## Problems to solve
**a.** Decide whether each statement below agrees with the text about Mike Davis, answering yes or no and quoting the words of the text that settle it. (i) Davis is in the final stages of terminal cancer. (ii) Davis calls the present a time for despair. (iii) Davis worked as a civil rights organizer in the 1980s.
**b.** According to the text about Mike Davis, what role did Davis take on in his early days?
**c.** Copy the text about Mike Davis word for word, beginning at the words "The Fire Inside" and stopping after "in the 1960s.".

## Extract to read

··········

The Fire Inside Mike Davis
“This is not a time for despair”, says historian Mike Davis, currently navigating the final stages of terminal cancer, but speaking about the ubiquitous climate crisis: “We’re in the ring, and you have to be ready to go for as many rounds as it takes”. At once pugnacious, declarative, cogent, and inspiring, such advice, in a certain sense, resembles its originator, who has been challenging capitalist and imperialist power systems, analysing their many attendant ills and manifestations, since his early days as a civil rights organiser in the 1960s.

··········

## Dataset content

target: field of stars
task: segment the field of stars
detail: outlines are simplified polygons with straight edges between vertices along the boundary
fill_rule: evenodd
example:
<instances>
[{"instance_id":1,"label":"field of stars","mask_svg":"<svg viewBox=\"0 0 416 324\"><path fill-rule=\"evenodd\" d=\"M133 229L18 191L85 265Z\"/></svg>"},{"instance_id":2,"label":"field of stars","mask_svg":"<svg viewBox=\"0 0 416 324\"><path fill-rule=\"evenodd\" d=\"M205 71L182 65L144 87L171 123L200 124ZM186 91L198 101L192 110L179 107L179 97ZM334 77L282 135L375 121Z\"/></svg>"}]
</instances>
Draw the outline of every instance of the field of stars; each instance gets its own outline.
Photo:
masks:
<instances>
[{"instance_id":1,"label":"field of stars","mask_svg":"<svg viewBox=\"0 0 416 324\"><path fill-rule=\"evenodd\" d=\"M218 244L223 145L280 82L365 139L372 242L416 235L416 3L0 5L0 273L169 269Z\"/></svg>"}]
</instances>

··········

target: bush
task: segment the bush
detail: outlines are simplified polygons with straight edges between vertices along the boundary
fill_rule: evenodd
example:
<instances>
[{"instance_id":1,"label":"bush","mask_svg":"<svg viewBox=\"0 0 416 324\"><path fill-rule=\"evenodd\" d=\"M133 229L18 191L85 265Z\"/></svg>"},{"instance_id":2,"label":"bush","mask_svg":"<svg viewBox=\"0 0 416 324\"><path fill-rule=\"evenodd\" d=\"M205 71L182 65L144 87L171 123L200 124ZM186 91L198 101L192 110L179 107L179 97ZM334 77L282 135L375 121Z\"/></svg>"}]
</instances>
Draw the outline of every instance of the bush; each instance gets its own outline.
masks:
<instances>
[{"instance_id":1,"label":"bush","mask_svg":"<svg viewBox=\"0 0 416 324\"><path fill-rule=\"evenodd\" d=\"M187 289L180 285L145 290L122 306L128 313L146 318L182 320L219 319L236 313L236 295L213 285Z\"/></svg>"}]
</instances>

··········

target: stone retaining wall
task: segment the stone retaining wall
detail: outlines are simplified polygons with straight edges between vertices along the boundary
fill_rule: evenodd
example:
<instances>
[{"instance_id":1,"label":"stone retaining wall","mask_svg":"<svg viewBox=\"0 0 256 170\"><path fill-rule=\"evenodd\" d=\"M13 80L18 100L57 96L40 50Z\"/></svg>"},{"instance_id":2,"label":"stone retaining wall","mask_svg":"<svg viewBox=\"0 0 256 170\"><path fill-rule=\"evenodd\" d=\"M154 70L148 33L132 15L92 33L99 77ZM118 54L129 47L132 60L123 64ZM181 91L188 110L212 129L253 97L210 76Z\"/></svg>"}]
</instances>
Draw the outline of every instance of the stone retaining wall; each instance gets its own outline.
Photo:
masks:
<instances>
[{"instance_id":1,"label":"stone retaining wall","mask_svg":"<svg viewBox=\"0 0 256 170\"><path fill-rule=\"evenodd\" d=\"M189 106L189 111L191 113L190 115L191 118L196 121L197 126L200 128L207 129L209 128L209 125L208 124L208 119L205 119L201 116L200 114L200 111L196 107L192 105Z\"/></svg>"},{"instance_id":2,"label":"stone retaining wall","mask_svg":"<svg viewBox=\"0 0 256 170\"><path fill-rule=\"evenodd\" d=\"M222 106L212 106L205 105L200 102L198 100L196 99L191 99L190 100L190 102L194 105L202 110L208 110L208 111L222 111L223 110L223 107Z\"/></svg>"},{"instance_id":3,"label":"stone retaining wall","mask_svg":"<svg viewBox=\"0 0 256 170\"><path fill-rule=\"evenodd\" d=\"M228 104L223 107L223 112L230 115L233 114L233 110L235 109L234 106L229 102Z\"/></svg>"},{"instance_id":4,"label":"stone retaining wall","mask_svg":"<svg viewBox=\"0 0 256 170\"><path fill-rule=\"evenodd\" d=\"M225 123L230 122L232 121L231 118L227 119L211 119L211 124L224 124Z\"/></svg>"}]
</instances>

··········

## Answers provided
**a.**
(i) Yes: "currently navigating the final stages of terminal cancer"
(ii) No: "This is not a time for despair"
(iii) No: "since his early days as a civil rights organiser in the 1960s"

**b.** He was a civil rights organiser in the 1960s.

**c.**
The Fire Inside Mike Davis
“This is not a time for despair”, says historian Mike Davis, currently navigating the final stages of terminal cancer, but speaking about the ubiquitous climate crisis: “We’re in the ring, and you have to be ready to go for as many rounds as it takes”. At once pugnacious, declarative, cogent, and inspiring, such advice, in a certain sense, resembles its originator, who has been challenging capitalist and imperialist power systems, analysing their many attendant ills and manifestations, since his early days as a civil rights organiser in the 1960s.